:: EXERCISE DETAILS ::
Continue the review of Nico Walker's novel Cherry below, starting right after its final sentence.

More Than Son of “Jesus’ Son”: On Nico Walker’s “Cherry”

By Joe DonnellyOctober 8, 2018

More Than Son of “Jesus’ Son”: On Nico Walker’s “Cherry”

Cherry by Nico Walker

THE PUBLICITY PHOTOS for the new novel Cherry show a flinty-eyed author who looks like he strayed from an Abercrombie & Fitch prison-chic catalog shoot. This only befits the current mailing address of the author: Federal Correctional Institution, Ashland, Kentucky, 41105.

I was prepared to assume the hype surrounding Nico Walker’s debut book was more about the novelty of an incarcerated author than the quality of the prose, which has been hailed by some as next-gen Denis Johnson. Then I devoured Cherry in close to a single sitting and understood why this harrowing roman à clef about war and drug addiction has found an audience.

As with Jesus’ Son, Denis Johnson’s seminal picaresque, Cherry opens with an unnamed narrator navigating the quotidian concerns and tedium of addiction. “The rigs in the cupboard are all blood-used and crooked, like instruments of torture,” writes Walker, introducing the matter-of-fact tone and incisive point of view with which he will chronicle the narrative’s large and small horrors, as well as its fleeting moments of beauty.

In this scene, the needles are also dull and the narrator is having trouble finding a shirt or pants that aren’t bloodstained or cigarette-burned. Even the cigarettes, Pall Malls, are second-rate. The dog has pissed on the floor, and an unreliable dopeboy is pulling into the driveway.

The dingy milieu is familiar to anyone who’s read one of the million descent-into-addiction/rise-into-recovery tales available at your local bookstore. And, on cue, shots of heroin are cooked up so the narrator and his girlfriend can get right. The dose is nearly fatal, but since a bank heist is already on the to-do list, our guy pulls himself off the floor and goes off to do some crimes. Making his getaway, he reminds himself to:

Act like you have places to go and people to see.
Act like you love the police.
Act like you never did drugs.
Act like you love America so much it’s retarded.
But don’t act like you robbed a bank.


The prologue ends with sirens screaming and the narrator confiding, “I feel peaceful.”

:: COLLECTED MATERIAL ::

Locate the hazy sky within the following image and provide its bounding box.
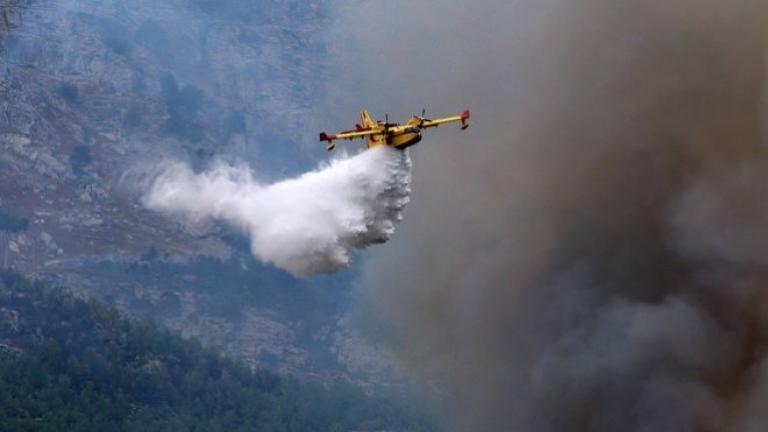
[329,0,768,431]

:: TASK RESULT ::
It’s a scenario straight from Walker’s own journey from a heroic Iraq War vet with severe PTSD to a junkie who went on a bank-robbing spree and landed behind bars. But the lightly fictionalized narrative is still propulsive. Fiction of late has rarely felt as bracing and lived-in as does Walker’s Cherry, perhaps because graduate writing programs have seized the supply chain. But here is a writer whose very life is a forensic study of modern American mishaps and the joyride for the reader is seeing, page-by-page, whether he has the grasp and the language to transcend anatomy-of-a-tragedy conventions and make Cherry into something that speaks to our times.

¤


In case you’re not yet familiar with his backstory, Nico Walker grew up in suburban Ohio affluence with a stable and loving family. He did well in school, sports, and had better luck with the ladies than many of the lost boys of his generation who seek solace in Joe Rogan podcasts and Jordan Peterson YouTube videos, or worse.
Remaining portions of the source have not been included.